== DATA EXCERPTS ==
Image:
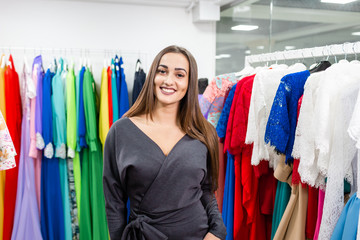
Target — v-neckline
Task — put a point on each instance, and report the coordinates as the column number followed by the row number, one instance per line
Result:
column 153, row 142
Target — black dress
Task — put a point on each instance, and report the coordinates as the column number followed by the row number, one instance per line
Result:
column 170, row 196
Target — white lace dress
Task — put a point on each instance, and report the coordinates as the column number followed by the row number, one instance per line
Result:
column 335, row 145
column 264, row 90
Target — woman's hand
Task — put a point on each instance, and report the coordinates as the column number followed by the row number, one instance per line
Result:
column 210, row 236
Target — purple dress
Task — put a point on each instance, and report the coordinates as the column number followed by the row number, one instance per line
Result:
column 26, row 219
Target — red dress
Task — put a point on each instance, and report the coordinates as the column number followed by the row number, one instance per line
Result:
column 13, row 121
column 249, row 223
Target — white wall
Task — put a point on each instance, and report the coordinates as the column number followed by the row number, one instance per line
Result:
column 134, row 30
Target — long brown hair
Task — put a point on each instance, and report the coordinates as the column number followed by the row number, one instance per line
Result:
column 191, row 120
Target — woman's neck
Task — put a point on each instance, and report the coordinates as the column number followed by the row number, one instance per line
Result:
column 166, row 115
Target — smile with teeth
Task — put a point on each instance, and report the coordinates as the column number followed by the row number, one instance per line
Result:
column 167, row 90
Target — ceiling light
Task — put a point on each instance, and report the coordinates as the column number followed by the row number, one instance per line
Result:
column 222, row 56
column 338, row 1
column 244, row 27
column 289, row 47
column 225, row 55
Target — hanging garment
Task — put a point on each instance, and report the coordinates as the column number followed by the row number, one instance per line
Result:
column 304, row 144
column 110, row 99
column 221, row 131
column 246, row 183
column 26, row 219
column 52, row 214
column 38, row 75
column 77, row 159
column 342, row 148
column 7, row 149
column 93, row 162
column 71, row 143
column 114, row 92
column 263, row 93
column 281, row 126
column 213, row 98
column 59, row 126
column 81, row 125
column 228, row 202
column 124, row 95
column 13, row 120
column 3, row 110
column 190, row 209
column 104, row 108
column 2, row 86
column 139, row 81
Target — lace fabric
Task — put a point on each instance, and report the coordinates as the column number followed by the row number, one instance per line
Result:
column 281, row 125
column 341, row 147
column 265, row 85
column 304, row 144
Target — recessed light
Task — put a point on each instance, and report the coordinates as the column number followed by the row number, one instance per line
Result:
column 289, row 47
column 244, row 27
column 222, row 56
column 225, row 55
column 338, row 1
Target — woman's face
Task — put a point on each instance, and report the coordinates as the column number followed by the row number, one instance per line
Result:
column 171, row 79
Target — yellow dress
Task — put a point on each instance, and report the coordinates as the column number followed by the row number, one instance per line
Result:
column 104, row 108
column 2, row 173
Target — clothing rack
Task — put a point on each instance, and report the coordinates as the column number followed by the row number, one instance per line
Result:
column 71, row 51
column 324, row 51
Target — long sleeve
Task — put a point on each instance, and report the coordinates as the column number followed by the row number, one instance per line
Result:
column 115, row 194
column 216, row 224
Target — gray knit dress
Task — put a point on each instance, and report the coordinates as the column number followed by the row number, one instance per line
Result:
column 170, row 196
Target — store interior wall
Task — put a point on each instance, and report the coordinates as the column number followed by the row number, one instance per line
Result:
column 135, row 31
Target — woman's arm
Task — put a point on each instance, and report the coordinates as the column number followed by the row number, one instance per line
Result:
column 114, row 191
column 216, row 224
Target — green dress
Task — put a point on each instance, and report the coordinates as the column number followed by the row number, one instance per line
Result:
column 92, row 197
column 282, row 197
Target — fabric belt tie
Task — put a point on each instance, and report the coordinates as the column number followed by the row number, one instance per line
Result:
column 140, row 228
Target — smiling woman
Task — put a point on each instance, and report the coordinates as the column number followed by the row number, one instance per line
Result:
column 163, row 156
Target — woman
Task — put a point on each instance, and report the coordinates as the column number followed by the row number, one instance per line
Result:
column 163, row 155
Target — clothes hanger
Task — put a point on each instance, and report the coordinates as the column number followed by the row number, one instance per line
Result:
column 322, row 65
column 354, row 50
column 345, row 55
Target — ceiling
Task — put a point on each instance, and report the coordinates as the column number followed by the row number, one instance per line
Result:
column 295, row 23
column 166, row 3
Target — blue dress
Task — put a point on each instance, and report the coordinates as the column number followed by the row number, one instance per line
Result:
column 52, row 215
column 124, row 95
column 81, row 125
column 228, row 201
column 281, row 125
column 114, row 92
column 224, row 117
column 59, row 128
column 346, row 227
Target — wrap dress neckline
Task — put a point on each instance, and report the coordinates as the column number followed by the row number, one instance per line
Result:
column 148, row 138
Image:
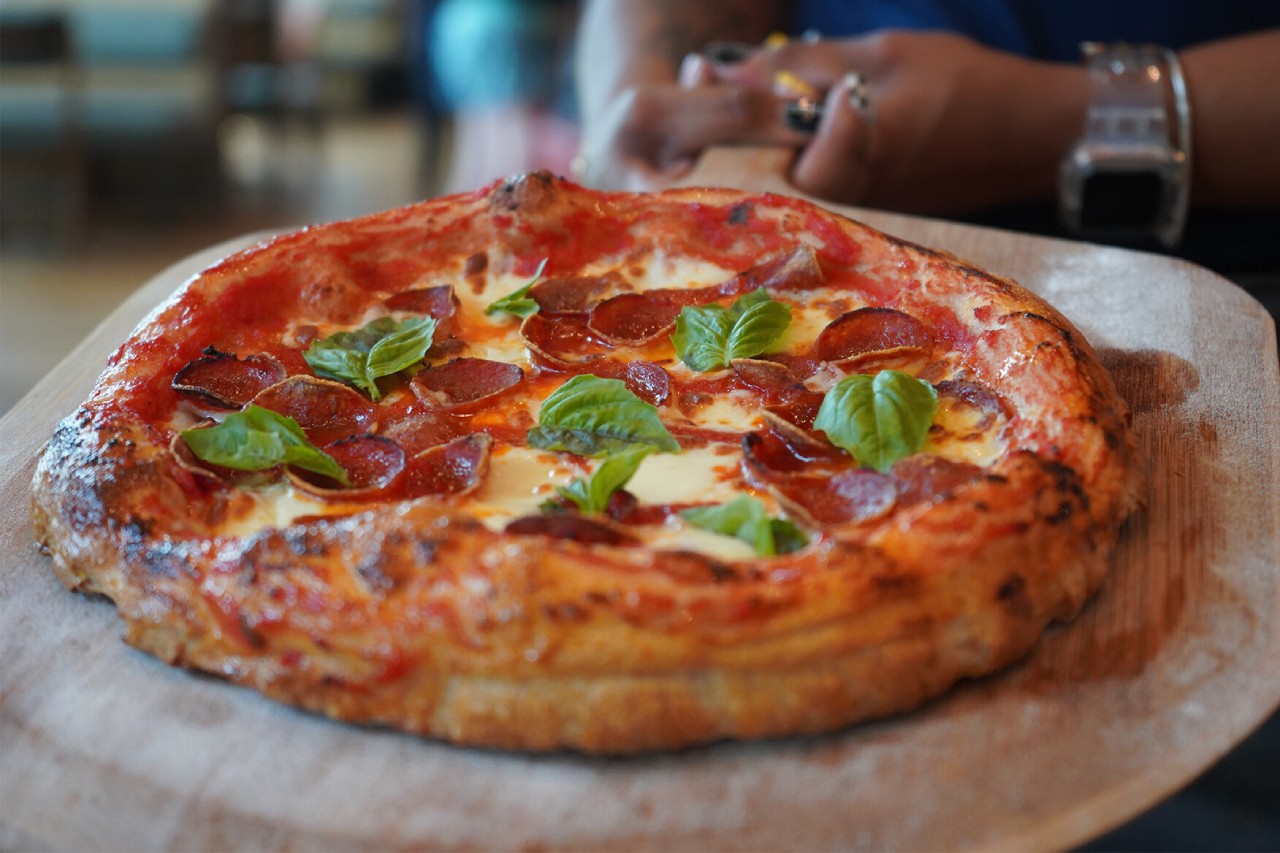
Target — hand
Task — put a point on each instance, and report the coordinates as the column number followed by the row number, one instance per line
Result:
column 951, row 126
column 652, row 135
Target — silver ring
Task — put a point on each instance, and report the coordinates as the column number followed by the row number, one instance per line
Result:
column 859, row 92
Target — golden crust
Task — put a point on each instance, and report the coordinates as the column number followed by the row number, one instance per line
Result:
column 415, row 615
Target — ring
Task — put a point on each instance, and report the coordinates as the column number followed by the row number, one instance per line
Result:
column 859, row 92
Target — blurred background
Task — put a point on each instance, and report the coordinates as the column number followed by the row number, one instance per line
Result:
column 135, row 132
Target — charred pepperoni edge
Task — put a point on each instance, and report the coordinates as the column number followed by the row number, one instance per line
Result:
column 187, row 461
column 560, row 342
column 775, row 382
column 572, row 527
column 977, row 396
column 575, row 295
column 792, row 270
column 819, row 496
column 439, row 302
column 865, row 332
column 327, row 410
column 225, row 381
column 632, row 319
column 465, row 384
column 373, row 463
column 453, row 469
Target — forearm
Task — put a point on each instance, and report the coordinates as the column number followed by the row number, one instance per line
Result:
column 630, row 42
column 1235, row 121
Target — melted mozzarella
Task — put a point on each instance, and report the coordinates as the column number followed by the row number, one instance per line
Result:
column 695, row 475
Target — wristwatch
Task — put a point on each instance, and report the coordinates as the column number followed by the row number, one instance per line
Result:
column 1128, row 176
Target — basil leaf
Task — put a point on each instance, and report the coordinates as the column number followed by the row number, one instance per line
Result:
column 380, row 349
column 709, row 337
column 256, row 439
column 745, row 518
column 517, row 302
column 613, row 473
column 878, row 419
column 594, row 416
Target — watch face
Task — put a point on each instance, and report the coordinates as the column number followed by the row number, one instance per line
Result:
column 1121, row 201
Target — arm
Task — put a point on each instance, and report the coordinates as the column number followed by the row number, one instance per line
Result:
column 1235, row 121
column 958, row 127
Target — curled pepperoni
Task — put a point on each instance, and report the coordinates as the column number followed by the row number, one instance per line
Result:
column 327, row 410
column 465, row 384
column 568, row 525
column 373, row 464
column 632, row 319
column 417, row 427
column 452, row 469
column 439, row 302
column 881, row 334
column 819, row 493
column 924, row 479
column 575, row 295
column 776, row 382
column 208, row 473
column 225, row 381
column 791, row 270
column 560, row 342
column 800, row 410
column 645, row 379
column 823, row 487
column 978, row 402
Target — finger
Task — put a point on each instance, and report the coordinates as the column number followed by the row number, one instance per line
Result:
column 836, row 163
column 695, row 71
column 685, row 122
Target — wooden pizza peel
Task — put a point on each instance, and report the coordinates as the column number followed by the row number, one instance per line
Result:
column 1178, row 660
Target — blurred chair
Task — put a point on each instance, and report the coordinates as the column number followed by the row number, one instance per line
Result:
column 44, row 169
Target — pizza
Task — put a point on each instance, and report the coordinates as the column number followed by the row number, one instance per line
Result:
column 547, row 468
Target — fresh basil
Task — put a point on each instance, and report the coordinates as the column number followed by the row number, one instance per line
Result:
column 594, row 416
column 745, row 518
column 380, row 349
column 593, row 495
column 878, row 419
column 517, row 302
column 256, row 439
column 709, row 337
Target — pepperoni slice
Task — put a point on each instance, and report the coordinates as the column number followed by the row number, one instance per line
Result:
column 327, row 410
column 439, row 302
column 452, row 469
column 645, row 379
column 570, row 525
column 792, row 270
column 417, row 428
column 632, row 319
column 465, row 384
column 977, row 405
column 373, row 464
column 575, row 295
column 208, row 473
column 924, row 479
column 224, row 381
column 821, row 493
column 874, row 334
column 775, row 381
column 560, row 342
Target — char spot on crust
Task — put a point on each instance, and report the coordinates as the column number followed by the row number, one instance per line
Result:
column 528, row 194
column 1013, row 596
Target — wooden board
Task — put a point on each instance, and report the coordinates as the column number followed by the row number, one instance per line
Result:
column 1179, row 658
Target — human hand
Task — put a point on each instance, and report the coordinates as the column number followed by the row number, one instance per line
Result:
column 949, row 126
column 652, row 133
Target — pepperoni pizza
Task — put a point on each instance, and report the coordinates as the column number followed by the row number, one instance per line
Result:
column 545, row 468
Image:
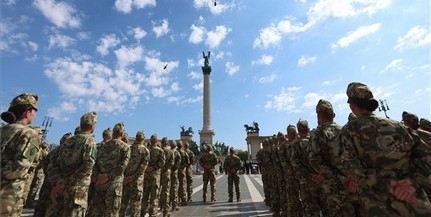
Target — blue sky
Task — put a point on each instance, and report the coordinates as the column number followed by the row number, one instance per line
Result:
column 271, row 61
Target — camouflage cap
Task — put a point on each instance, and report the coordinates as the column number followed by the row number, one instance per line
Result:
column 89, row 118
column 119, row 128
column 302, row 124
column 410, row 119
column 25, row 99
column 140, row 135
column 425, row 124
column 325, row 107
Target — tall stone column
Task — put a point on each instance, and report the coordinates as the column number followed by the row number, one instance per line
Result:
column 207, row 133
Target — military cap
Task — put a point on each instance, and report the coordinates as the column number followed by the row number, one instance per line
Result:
===
▸ **THE TASK**: Wherever the string "neckline" appears in a line above, copy that line.

▸ **RESULT OF THIS TASK**:
Target — v-neckline
Target — wrap dress neckline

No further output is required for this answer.